Dataset rows:
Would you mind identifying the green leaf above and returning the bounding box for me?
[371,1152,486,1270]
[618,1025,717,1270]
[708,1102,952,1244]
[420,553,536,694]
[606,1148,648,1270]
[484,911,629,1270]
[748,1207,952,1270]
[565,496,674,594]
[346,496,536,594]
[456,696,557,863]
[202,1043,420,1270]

Task: Print all of the entries above again, character for character, with nothing altered.

Finished exercise:
Would you mind identifying the green leaf above and returning the bounding box for me?
[371,1152,486,1270]
[618,1025,717,1270]
[708,1102,952,1244]
[420,553,536,694]
[606,1148,648,1270]
[484,911,629,1270]
[748,1207,952,1270]
[565,496,674,594]
[346,496,536,594]
[456,696,557,863]
[202,1043,420,1270]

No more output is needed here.